## EXERCISES TO COMPLETE:
- a) List every question the author asks in the last paragraph of the stream class post below.
- b) In the stream class post below, copy out word for word the part from "However I do" up to and including "reference like this?".
- c) According to the stream class post below, what did the author understand could solve the problem of making the stream work with temporaries?

----- DOCUMENT PASSAGE

Custom stream class used as temporary

Question

I want to code another stream class. Done it before like this:

class MyStream
{
   // ...
};

template <typename T>
MyStream& operator <<(MyStream& s, const T& t) noexcept
{
   std::cout << t;
   return s;
}

void f()
{
   MyStream s;
   s << 666;
}

This time I need to make it work with temporaries as well:

void f()
{
   MyStream() << 666;

   MyStream s;
   s << 777;
}

I understood that this can be solved using an rvalue reference:

template <typename T>
MyStream& operator <<(MyStream&& s, const T& t) noexcept
{
   std::cout << t;
   return s;
}

However I do not understand the implications of doing so.

Should I implement a conventional lvalue reference operator as well? Is there anything that could go wrong? Is it ok to convert a rvalue reference into a lvalue reference like this?

----------
----- DATA LINES

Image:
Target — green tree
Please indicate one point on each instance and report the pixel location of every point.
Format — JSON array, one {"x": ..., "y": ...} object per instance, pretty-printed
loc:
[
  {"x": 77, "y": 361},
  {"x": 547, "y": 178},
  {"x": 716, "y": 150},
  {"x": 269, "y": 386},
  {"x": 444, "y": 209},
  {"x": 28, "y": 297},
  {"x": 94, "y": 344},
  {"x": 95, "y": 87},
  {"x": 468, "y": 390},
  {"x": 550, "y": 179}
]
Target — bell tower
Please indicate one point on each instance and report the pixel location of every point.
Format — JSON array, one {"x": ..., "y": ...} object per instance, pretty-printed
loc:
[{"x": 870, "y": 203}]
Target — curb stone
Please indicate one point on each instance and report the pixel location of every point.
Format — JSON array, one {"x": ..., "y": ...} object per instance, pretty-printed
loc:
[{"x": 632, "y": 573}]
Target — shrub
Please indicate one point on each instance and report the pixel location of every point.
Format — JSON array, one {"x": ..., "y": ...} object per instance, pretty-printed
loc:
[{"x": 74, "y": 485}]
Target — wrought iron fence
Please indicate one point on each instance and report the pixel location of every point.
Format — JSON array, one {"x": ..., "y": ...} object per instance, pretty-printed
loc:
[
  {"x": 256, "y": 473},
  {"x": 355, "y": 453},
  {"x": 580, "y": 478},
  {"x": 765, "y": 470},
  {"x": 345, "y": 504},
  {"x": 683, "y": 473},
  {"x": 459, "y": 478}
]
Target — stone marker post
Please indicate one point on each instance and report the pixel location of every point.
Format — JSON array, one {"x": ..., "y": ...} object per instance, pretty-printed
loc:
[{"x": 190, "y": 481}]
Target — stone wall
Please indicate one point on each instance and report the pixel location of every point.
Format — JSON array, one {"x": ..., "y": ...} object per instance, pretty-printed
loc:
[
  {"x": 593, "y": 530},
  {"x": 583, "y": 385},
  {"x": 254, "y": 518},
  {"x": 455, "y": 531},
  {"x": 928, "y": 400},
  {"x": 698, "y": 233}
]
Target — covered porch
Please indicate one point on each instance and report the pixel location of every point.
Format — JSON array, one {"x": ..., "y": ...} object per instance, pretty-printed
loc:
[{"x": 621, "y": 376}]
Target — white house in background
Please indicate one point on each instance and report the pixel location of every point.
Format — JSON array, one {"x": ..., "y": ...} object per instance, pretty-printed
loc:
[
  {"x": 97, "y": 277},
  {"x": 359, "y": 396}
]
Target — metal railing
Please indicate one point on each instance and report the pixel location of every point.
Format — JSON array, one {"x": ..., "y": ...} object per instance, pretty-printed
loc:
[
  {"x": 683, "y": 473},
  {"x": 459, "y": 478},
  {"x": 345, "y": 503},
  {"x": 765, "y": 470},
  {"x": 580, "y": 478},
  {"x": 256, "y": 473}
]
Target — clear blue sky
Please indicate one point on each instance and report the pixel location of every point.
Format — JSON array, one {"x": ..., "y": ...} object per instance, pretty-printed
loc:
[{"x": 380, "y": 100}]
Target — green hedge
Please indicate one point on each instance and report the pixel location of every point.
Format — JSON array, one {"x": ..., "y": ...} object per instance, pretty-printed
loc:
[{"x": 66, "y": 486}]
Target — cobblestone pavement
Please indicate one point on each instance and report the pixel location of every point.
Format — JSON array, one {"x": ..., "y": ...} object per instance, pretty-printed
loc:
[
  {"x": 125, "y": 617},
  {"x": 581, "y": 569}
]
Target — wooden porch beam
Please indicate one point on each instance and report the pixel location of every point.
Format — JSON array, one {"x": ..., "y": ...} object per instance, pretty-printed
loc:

----------

## EXERCISE ANSWERS:
- a)
Should I implement a conventional lvalue reference operator as well?
Is there anything that could go wrong?
Is it ok to convert a rvalue reference into a lvalue reference like this?

- b)
However I do not understand the implications of doing so.

Should I implement a conventional lvalue reference operator as well? Is there anything that could go wrong? Is it ok to convert a rvalue reference into a lvalue reference like this?

- c) Using an rvalue reference.